━━━ INFORMATION SHOWN ━━━

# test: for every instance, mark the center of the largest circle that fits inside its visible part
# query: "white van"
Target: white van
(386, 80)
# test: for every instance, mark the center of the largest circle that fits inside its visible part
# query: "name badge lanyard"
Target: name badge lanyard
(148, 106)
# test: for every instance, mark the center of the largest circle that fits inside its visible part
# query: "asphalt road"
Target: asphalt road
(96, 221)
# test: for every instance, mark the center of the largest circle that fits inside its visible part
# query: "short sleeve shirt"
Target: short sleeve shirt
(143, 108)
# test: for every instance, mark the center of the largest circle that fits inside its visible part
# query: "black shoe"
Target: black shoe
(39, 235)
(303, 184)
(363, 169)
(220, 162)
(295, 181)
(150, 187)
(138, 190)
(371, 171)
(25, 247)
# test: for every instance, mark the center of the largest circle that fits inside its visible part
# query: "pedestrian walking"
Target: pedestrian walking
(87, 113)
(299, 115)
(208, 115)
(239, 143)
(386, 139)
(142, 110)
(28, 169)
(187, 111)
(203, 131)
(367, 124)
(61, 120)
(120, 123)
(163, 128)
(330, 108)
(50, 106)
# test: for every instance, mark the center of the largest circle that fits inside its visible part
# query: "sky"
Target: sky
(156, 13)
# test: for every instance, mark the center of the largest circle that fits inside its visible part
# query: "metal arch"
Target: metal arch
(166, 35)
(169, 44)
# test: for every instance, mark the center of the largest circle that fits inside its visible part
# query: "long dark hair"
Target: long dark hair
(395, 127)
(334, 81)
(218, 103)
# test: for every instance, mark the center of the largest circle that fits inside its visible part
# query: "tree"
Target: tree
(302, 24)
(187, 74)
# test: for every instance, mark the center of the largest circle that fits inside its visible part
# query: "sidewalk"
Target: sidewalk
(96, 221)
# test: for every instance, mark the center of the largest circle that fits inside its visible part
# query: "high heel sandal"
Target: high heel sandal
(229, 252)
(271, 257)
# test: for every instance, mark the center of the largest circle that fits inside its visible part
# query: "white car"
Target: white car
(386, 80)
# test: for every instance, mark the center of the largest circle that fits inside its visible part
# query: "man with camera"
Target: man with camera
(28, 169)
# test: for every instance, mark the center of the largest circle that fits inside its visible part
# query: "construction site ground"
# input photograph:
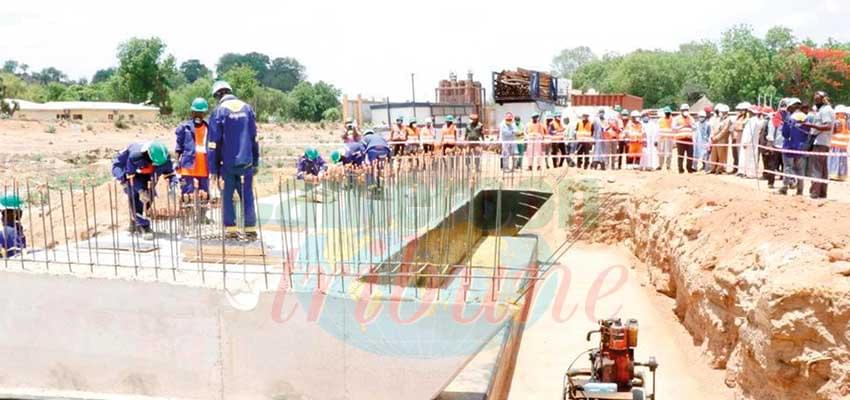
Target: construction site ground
(739, 291)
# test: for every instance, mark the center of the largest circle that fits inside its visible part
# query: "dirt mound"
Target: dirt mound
(761, 281)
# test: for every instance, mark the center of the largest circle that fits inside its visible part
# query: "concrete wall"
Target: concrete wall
(158, 339)
(89, 115)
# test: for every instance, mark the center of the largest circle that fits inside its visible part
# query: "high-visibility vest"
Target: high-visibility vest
(614, 130)
(685, 133)
(450, 134)
(535, 131)
(634, 132)
(584, 131)
(412, 134)
(397, 135)
(427, 134)
(842, 134)
(665, 128)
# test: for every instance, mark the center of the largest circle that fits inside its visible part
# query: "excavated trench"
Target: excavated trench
(769, 308)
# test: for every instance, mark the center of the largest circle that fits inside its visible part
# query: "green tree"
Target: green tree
(144, 71)
(243, 80)
(10, 66)
(193, 70)
(568, 61)
(284, 74)
(311, 101)
(48, 75)
(102, 75)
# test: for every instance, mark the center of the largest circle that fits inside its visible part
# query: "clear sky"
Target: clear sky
(372, 46)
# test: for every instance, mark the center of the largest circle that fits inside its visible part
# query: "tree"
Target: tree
(257, 61)
(193, 70)
(568, 61)
(284, 74)
(102, 75)
(243, 80)
(10, 66)
(780, 38)
(144, 72)
(311, 101)
(48, 75)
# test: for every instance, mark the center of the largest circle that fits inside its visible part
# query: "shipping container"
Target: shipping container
(626, 101)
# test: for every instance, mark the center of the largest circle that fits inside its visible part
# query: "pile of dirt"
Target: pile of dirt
(761, 281)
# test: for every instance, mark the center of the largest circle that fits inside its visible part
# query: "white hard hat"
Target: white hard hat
(219, 85)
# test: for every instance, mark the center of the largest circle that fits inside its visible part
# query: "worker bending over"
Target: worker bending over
(311, 166)
(234, 155)
(191, 149)
(137, 167)
(12, 238)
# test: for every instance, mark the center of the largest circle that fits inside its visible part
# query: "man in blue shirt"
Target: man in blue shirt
(234, 156)
(12, 239)
(137, 167)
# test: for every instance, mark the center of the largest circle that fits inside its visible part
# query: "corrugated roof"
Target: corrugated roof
(82, 105)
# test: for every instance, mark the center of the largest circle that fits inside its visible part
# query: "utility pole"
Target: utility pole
(413, 92)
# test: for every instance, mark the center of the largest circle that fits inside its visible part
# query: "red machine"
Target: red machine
(612, 374)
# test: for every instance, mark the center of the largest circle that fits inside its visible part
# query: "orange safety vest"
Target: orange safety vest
(685, 134)
(634, 133)
(665, 128)
(584, 131)
(614, 130)
(535, 131)
(412, 134)
(397, 135)
(199, 169)
(449, 134)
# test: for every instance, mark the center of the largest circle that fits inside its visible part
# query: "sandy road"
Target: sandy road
(549, 346)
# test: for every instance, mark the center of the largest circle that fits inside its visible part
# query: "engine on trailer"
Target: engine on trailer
(613, 365)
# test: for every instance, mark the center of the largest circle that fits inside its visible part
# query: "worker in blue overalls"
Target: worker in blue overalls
(12, 238)
(378, 155)
(351, 158)
(137, 167)
(234, 156)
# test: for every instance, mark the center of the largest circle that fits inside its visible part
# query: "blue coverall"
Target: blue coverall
(134, 162)
(234, 154)
(12, 238)
(186, 150)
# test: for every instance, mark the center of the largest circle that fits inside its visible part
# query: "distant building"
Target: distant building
(385, 114)
(94, 111)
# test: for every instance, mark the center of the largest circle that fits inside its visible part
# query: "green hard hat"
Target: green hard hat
(336, 156)
(158, 153)
(312, 154)
(10, 201)
(200, 105)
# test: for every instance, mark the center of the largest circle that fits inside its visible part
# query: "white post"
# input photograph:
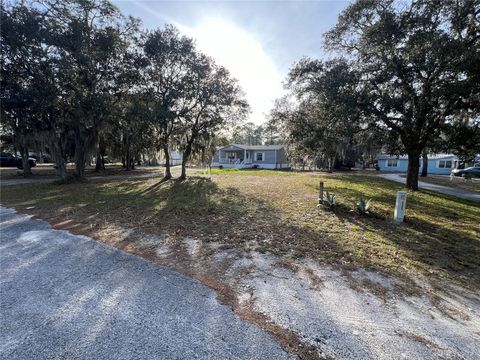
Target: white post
(400, 206)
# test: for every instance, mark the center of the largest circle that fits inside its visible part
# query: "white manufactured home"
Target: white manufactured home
(251, 156)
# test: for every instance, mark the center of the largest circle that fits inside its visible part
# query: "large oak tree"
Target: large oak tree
(420, 65)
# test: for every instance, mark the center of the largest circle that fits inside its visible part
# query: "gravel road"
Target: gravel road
(69, 297)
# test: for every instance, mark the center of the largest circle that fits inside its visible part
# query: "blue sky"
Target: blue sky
(257, 41)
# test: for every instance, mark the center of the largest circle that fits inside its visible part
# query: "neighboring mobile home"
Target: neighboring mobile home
(251, 156)
(437, 163)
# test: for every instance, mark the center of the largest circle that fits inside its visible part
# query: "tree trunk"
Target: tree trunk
(98, 162)
(331, 162)
(25, 164)
(413, 167)
(185, 158)
(424, 164)
(57, 151)
(168, 174)
(79, 154)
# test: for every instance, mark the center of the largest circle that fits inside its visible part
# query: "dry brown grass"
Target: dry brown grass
(276, 212)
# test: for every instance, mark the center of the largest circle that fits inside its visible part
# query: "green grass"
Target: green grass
(277, 212)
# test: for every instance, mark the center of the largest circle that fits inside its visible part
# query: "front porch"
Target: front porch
(235, 158)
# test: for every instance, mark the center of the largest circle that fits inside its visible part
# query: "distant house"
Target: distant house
(437, 163)
(251, 156)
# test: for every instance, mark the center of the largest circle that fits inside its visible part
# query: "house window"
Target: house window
(445, 164)
(392, 163)
(230, 154)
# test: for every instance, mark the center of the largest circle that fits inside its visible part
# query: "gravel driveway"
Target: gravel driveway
(70, 297)
(460, 193)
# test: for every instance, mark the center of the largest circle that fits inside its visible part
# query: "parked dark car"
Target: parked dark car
(8, 160)
(473, 171)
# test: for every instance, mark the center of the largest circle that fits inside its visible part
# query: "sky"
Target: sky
(257, 41)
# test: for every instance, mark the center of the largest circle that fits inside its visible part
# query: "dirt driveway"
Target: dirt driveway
(70, 297)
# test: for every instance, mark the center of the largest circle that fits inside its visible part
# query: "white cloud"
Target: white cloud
(243, 55)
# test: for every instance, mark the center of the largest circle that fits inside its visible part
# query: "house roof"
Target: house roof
(255, 147)
(259, 147)
(405, 157)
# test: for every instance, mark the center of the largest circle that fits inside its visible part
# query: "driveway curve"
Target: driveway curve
(69, 297)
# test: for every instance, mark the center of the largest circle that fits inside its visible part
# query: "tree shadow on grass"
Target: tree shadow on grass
(199, 208)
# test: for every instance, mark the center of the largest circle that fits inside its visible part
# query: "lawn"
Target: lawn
(276, 212)
(47, 170)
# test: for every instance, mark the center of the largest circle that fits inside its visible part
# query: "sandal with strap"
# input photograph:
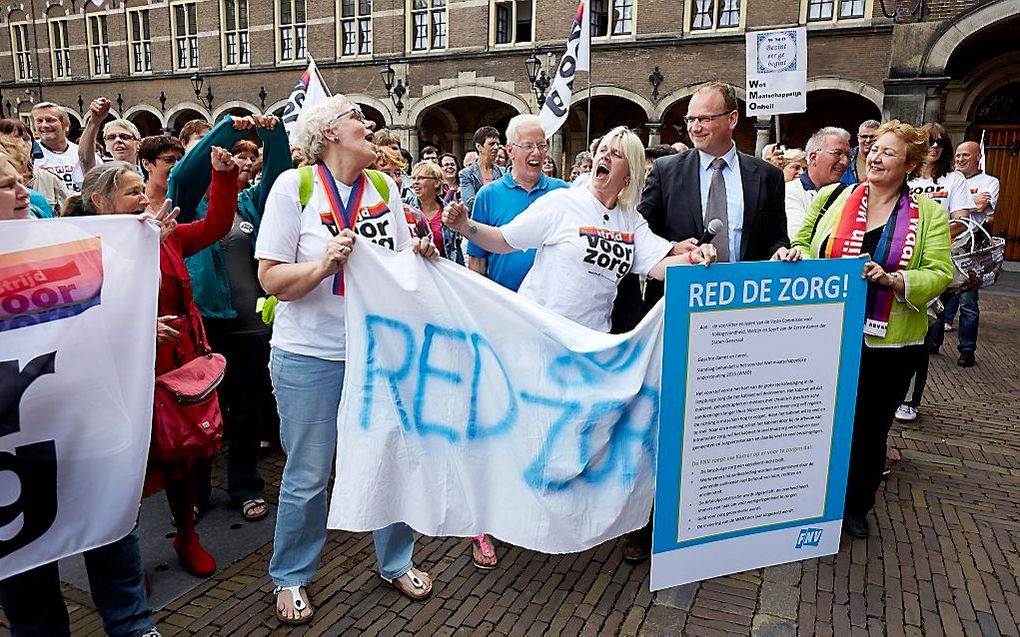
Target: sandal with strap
(299, 602)
(250, 510)
(414, 584)
(483, 543)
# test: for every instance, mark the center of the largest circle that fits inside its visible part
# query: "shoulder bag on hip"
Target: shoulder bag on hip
(187, 423)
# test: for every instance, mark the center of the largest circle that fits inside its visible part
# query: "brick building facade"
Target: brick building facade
(463, 60)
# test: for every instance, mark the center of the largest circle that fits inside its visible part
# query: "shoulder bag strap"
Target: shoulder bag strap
(834, 195)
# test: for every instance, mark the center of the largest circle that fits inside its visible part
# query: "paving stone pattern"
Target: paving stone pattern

━━━

▶ TASK DIRECTIONS
Which lines of the records contain the word "asphalt"? Copy each of them.

▶ REPLY TO THE EXERCISE
# query: "asphalt road"
Target: asphalt road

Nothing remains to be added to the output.